[START]
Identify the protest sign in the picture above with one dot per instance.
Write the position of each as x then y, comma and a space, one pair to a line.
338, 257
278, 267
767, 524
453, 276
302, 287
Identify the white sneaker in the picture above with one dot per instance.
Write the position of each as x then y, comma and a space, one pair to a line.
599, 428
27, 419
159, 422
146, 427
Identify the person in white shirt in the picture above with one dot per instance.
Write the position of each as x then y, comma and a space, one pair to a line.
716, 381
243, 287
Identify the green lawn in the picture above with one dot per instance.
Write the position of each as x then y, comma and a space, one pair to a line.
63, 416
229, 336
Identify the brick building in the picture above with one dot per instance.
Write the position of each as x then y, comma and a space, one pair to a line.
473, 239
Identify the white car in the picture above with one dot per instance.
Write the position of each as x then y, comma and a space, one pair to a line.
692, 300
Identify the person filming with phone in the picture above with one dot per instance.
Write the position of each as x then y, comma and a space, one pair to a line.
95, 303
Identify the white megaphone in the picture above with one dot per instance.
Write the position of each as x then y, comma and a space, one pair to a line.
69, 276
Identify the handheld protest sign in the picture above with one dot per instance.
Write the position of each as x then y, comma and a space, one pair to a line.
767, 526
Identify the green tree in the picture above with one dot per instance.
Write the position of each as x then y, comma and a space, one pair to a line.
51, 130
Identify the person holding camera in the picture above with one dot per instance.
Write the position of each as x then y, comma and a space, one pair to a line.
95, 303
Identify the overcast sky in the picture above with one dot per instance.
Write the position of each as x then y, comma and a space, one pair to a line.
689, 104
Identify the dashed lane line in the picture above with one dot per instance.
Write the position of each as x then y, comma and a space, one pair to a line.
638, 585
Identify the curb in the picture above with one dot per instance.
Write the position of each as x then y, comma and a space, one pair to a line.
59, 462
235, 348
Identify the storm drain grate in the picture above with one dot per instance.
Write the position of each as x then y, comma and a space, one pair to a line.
[END]
- _What you need to do_
Transcribe every entry exactly.

- _Task result_
Identify the protest sign in the picture above with one dot per instance.
Write the position of each as x then y, comma and a space, one pair to a line.
338, 257
278, 267
767, 524
453, 276
302, 287
Identify the white sneaker in the picture above with one dot per instance.
Write the position of each as x then y, comma and a space, one pair to a line.
599, 428
27, 419
159, 422
146, 427
Identify the person in white shirt in the picture above with one dot per instance.
Write the position of each as x then y, comma and a space, one pair to a line.
716, 381
243, 287
Identify the green lawn in the picture above with one dot per instance.
Write the position of each as x then y, comma and a space, one pair to a line.
63, 416
229, 336
Identify the brick building in the picture above with one dot per instance.
Write the position of each as x then y, comma and a space, one pair to a line.
473, 239
Identify the white car in the picture above with one dot per instance.
Write the position of each as x then y, comma and a space, one pair to a line.
692, 300
Identify the person filming with phone in the picture above with one dot per instance.
Write the position of each as x then y, comma and a space, one pair to a line.
95, 303
Identify the white megaphone in the picture above with one dot per instance.
Write the position of each as x then y, comma and a space, one pair to a line.
69, 276
Identify the handheld protest sign in the picture above with one dot per instance.
Write the position of each as x then y, comma and a space, one pair to a line.
767, 526
Identify the green tree in the picture above with one dot per instance.
Write the position of each as x then y, comma and a space, one pair to a line.
51, 130
Identify the person holding camera in the picture above with one dot per instance.
Write the position of each as x then y, comma and a space, one pair to a line.
95, 303
Identify the overcast sky in the picture above with one dot per instance.
Write the position of each as x then y, comma and a space, one pair to a line.
689, 104
Identify the dashed lane line in the picture above with one dot per instance.
Write the position of each as x then y, comma and a space, one pair to a line.
638, 585
Identify the curb in the picture above with one dot per instance.
Write the position of each as x then y, comma and a space, one pair to a line.
59, 462
235, 348
Identify the storm drain grate in the picture above with one dot per instance.
Write the position of each as x then y, comma and a space, one pair to a line.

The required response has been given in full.